SOURCE EXCERPT:
** START **

Tres Rios Wetlands is a wetland in Arizona, terrific for birding.

Welcome to Tres Rios

The Tres Rios Environmental Restoration project involves the rehabilitation of nearly 700 acres in and around the Salt River, restoring a vital wetland and riparian habitat. Located just 3.9 miles southeast of Alamar, Tres Rios Wetlands showcases open water features including large Ponds and Waterways. The site has many public uses such as a riparian corridor trail system, a butterfly garden, birding opportunities and picnic areas. Its waters and created habitat have made this a premier birding area, providing winter habitat for many species of waterfowl in close proximity to the metropolitan Phoenix area.

The lush and scenic Tres Rios is now home to more than 150 different species of birds and animals like muskrats, raccoons, skunks, coyotes, bobcats, and beavers. The beautiful cottonwood groves, willows, mesquites, and other desert shrubs around the reed-lined ponds and along the trail attract many migratory and wintering songbirds. By bringing the Salt River back to the condition it was in during the early 1800s, this project is repairing a natural habitat.

Free access permits must be requested prior to visiting Tres Rios. Permits are valid for six months and allow unlimited visits between sunrise and sunset, 365 days per year.

  • The American avocet wades in shallow water and sweeps its long bill from side to side looking for insects and crustaceans.

  • Look closely and you might catch a glimpse of the American kestrel, the smallest falcon in North America.

  • Tres Rios has everything a bald eagle needs: open water, plenty of fish, and old growth trees!

  • Perhaps this barn owl forgot to check the clock before getting up for the day?

  • This male belted kingfisher watches carefully before it dives head-first into the water for its next meal.

  • Do black-bellied whistling ducks really whistle? You bet they do!

  • Black-crowned night herons are social and like to roost and nest in groups.

  • It’s just another day at the beach for this family of black-necked stilts.

  • A pelican enjoying a swim.

** END **

RAW RECORDS:
** START **

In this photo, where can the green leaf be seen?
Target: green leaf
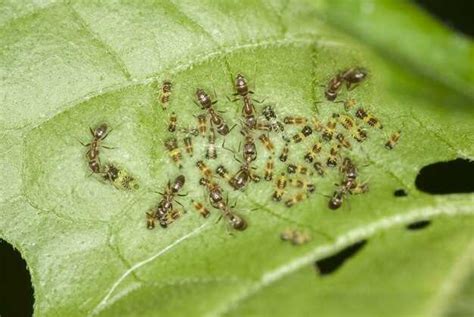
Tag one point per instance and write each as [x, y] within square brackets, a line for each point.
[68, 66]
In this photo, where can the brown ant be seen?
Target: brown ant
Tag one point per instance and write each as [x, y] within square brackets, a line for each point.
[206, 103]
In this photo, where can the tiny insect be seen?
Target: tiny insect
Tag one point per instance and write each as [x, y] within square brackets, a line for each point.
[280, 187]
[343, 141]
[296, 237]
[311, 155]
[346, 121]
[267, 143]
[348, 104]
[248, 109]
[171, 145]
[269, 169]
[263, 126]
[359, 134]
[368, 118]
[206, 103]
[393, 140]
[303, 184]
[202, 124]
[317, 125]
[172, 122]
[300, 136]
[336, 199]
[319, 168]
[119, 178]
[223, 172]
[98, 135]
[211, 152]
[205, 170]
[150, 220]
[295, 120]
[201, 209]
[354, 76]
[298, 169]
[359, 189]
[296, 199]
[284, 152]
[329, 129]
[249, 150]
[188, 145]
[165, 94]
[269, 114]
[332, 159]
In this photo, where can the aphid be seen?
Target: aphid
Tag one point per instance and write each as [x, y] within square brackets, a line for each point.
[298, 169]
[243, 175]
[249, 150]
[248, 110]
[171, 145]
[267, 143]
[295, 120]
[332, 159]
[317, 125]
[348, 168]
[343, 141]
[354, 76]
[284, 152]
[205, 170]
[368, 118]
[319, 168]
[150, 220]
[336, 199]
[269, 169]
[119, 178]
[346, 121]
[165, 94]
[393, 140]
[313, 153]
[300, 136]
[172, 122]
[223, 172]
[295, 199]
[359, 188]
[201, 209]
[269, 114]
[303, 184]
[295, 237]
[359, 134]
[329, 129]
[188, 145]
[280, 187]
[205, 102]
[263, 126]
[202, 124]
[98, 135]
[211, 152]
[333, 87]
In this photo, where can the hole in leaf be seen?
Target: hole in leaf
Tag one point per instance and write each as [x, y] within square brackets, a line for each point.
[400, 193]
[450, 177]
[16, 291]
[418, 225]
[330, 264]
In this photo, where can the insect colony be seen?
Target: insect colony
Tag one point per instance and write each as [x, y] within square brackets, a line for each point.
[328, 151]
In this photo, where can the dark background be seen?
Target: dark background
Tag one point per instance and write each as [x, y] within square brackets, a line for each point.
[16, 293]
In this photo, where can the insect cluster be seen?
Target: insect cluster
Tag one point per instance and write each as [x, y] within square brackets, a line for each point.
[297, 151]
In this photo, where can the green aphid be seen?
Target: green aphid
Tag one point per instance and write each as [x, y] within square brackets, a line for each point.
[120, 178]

** END **
** START **

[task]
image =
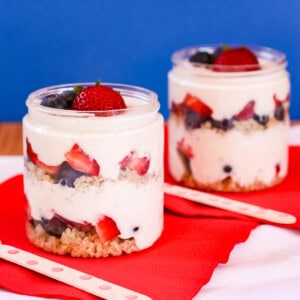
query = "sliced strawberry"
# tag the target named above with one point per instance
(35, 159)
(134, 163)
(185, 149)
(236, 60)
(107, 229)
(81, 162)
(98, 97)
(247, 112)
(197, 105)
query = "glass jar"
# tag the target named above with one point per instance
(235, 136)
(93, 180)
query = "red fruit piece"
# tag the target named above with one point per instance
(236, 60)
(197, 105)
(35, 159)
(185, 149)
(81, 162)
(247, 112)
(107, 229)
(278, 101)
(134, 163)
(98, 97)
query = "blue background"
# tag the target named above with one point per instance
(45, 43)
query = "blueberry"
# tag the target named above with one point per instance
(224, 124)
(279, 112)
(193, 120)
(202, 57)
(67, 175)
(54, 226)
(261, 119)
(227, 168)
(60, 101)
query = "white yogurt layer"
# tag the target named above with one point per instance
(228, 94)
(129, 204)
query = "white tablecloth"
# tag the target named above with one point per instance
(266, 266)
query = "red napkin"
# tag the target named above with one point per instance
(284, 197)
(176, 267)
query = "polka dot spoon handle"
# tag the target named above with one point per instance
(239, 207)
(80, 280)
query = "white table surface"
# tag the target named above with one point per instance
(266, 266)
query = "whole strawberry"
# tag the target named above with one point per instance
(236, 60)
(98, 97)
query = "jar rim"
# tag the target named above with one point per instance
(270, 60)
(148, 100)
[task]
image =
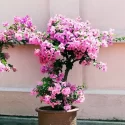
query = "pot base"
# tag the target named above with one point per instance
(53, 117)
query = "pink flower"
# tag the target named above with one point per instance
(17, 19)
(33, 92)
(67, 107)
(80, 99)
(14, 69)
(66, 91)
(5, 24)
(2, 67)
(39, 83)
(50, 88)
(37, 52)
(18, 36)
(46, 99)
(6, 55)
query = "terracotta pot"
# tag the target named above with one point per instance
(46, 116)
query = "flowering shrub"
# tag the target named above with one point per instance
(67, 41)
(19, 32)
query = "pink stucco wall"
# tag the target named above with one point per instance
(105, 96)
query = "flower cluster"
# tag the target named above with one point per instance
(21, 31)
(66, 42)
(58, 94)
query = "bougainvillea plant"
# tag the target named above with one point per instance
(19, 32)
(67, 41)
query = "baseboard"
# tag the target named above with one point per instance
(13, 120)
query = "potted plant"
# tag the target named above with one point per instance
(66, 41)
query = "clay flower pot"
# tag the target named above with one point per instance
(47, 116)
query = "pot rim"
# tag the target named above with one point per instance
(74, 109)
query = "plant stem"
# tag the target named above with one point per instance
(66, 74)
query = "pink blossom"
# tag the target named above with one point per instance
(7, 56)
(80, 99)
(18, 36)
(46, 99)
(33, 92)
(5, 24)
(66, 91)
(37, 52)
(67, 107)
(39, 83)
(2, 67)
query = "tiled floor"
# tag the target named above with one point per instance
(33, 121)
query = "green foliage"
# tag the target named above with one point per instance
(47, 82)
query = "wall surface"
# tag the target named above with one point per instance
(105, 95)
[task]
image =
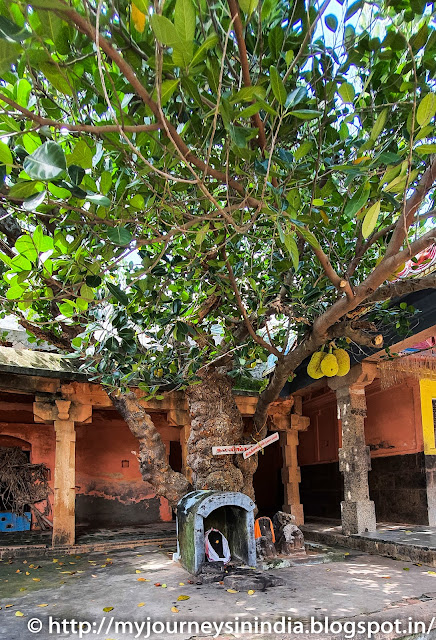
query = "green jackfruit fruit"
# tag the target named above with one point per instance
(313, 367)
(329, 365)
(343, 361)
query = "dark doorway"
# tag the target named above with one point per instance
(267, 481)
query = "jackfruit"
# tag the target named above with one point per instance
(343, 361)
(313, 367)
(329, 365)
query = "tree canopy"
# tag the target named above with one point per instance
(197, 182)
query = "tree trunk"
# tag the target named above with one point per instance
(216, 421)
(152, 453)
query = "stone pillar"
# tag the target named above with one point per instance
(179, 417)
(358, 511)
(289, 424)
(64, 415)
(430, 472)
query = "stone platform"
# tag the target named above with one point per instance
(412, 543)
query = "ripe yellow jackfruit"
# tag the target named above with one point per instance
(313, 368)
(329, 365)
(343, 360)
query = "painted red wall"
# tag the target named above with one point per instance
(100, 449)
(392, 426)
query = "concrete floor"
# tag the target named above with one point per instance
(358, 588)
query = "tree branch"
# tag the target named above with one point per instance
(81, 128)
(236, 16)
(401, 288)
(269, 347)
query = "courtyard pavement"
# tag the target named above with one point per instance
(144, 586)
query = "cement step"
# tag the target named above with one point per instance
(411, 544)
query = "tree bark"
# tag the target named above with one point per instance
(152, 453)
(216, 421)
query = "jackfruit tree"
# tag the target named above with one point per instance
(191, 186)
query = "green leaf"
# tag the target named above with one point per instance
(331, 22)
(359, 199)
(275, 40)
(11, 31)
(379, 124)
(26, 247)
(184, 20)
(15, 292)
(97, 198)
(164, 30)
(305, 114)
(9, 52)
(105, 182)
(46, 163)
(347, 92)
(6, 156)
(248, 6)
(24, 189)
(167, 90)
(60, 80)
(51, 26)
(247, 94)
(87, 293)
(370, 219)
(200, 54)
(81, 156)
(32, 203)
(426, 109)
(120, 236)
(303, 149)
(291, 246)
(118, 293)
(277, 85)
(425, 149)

** END **
** START **

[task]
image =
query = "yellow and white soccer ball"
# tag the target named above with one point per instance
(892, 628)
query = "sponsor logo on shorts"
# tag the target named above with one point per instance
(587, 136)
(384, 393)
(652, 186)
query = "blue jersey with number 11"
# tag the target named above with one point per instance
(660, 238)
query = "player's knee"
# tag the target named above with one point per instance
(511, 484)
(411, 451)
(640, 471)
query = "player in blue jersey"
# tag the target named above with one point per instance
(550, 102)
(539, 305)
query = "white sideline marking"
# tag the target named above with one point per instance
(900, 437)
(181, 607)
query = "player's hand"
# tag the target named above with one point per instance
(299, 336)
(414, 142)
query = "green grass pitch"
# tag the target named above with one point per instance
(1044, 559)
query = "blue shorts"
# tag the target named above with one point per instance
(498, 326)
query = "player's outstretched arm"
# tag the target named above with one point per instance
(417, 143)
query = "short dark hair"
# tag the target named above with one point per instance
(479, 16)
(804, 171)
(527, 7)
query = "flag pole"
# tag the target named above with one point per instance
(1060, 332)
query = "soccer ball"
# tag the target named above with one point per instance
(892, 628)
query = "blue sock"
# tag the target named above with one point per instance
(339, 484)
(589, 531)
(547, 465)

** END **

EXERCISE DETAILS: How would you render this sentence from the Tres Rios Wetlands text in Spanish: "Permits are valid for six months and allow unlimited visits between sunrise and sunset, 365 days per year." The rows play no part in this work.

RESPONSE BELOW: Los permisos son válidos por seis meses y permiten visitas ilimitadas entre la salida y la puesta del sol, los 365 días del año.